(Фрагмент для чтения)
───

Согласно данным социологических опросов ВЦИОМ, более 80% россиян определяют свое нынешнее положение формулами “жить трудно, но можно терпеть” и “терпеть наше бедственное положение уже невозможно” (хотя на практике они терпят его). Можно предположить, что те, кто ориентируется на терпение и пассивную адаптацию, образуют наиболее многочисленную часть населения. Она представлена главным образом людьми старших возрастов; женщинами-матерями; теми, кто живет в основном на зарплату, которую платит (или не платит) государство; рядовыми работниками “кризисных” отраслей и предприятий.
Второй тип реакции на постсоветскую ситуацию я бы назвал активной адаптацией. Наиболее показательный признак склонности к данному типу реакции – энергичный поиск возможностей выживания или даже успеха, открытых новыми социально-экономическими условиями, будь то смена профессии, переход в частный сектор экономики с относительно высокой оплатой или просто “приработки” (часто на основе неформальной, “теневой” занятости). Самый наглядный пример активной адаптации являют собой “челноки”, однако ее конкретные формы отличаются значительным многообразием. Так, в нашей маленькой (20 человек) выборке один из респондентов – дипломированный инженер – сменил в свои 29 лет несколько профессий и работал на момент интервью маляром в небольшой мебельной фирме; другой – его ровесник, слесарь по ремонту автомобилей, официально работавший на крупном муниципальном предприятии, – извлекал основную часть своих доходов из “левых” заработков; третья – выпускница библиотечного института (28 лет) – служила сначала в фирме по торговле недвижимостью, а потом стала менеджером предприятия по оптовой торговле мороженными продуктами и изучала еще две профессии (дизайнера и психотерапевта), чтобы иметь возможность сделать новый выбор. Причем два последних респондента были настроены оптимистично и весьма удовлетворены своей судьбой.

───

[Фрагмент файла данных]
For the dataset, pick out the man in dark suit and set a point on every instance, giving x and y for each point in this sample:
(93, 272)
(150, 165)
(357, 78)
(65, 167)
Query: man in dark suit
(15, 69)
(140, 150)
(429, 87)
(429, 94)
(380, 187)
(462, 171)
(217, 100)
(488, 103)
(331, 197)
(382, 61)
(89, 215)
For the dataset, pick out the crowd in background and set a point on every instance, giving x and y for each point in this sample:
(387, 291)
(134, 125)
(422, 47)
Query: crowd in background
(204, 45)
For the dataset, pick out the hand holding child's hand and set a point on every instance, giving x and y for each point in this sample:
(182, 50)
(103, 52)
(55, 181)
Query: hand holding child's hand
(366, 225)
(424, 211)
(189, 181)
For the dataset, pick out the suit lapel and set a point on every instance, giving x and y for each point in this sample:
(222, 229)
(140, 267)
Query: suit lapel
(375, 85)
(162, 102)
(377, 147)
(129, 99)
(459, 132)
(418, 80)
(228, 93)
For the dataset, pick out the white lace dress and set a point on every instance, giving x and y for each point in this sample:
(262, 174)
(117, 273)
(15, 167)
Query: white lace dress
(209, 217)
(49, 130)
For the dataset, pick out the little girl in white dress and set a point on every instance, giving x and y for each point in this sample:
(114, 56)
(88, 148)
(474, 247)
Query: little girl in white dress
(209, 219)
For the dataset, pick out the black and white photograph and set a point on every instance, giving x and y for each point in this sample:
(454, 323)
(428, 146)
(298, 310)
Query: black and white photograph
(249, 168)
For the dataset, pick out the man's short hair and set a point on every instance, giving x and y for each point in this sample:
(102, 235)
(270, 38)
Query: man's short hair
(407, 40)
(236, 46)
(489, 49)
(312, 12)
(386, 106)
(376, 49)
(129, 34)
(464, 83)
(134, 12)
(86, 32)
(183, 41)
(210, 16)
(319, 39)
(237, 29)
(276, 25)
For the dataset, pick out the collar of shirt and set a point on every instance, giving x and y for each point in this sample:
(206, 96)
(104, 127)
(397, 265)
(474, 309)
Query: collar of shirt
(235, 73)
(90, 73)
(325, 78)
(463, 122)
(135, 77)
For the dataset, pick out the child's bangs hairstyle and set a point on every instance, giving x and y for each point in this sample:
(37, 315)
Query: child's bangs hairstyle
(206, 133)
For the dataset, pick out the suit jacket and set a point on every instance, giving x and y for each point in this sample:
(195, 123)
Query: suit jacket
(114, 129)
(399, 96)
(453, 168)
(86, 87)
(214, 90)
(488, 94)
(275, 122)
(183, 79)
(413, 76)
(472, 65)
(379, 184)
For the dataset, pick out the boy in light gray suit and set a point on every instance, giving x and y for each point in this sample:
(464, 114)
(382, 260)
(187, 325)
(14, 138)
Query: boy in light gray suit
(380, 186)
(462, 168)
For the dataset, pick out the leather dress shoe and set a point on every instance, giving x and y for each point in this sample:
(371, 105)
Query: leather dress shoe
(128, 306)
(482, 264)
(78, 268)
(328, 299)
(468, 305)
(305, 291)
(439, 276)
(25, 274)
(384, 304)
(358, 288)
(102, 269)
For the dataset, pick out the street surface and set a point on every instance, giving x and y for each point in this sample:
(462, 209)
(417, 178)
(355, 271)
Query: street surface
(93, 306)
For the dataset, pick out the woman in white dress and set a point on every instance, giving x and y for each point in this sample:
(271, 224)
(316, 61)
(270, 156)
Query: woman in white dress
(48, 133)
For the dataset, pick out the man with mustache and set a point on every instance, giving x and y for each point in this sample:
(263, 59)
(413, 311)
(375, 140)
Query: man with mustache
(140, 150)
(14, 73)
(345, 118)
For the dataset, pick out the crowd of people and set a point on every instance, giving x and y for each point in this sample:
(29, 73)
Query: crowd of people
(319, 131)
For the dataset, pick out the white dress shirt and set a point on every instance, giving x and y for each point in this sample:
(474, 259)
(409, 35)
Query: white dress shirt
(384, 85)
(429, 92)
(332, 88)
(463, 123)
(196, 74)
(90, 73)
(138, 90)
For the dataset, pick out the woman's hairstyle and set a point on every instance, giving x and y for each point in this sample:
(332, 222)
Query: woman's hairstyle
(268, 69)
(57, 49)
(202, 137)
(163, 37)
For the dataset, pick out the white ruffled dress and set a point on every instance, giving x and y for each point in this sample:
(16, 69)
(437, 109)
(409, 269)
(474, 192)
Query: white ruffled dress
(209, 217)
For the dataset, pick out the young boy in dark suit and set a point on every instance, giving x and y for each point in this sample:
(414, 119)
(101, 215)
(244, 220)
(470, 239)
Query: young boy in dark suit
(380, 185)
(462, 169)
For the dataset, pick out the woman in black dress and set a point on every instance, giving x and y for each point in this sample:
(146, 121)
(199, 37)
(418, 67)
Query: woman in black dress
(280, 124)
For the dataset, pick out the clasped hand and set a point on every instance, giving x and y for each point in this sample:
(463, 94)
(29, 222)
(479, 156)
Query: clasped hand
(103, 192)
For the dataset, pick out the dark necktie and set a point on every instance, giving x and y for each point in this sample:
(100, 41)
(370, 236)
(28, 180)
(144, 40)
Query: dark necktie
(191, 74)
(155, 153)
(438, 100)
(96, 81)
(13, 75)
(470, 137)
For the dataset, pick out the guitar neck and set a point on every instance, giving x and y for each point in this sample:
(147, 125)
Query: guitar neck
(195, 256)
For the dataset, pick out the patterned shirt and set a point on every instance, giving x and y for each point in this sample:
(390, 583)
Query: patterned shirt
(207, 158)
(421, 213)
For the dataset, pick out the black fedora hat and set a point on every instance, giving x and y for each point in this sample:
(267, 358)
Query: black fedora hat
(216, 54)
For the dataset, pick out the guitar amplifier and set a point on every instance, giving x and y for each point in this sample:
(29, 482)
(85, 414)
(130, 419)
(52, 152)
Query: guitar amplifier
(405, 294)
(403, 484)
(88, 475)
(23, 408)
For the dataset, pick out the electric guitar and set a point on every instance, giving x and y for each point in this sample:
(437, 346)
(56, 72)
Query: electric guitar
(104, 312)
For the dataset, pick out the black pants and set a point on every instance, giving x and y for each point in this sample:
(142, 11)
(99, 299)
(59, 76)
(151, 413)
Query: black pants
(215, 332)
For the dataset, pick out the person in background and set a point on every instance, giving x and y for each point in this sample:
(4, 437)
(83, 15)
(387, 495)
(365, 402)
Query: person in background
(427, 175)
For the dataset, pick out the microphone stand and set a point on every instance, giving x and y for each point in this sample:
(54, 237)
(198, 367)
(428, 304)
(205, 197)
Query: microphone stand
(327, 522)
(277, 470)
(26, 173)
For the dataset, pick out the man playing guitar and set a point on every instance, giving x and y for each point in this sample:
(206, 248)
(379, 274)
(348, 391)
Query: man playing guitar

───

(Цель задания) Воспроизведите дословно часть текста о реакциях россиян на постсоветскую ситуацию между словами «Согласно данным социологических» и «отраслей и предприятий.» включительно. Приведенные записи здесь не используются.

(Результат выполнения)
Согласно данным социологических опросов ВЦИОМ, более 80% россиян определяют свое нынешнее положение формулами “жить трудно, но можно терпеть” и “терпеть наше бедственное положение уже невозможно” (хотя на практике они терпят его). Можно предположить, что те, кто ориентируется на терпение и пассивную адаптацию, образуют наиболее многочисленную часть населения. Она представлена главным образом людьми старших возрастов; женщинами-матерями; теми, кто живет в основном на зарплату, которую платит (или не платит) государство; рядовыми работниками “кризисных” отраслей и предприятий.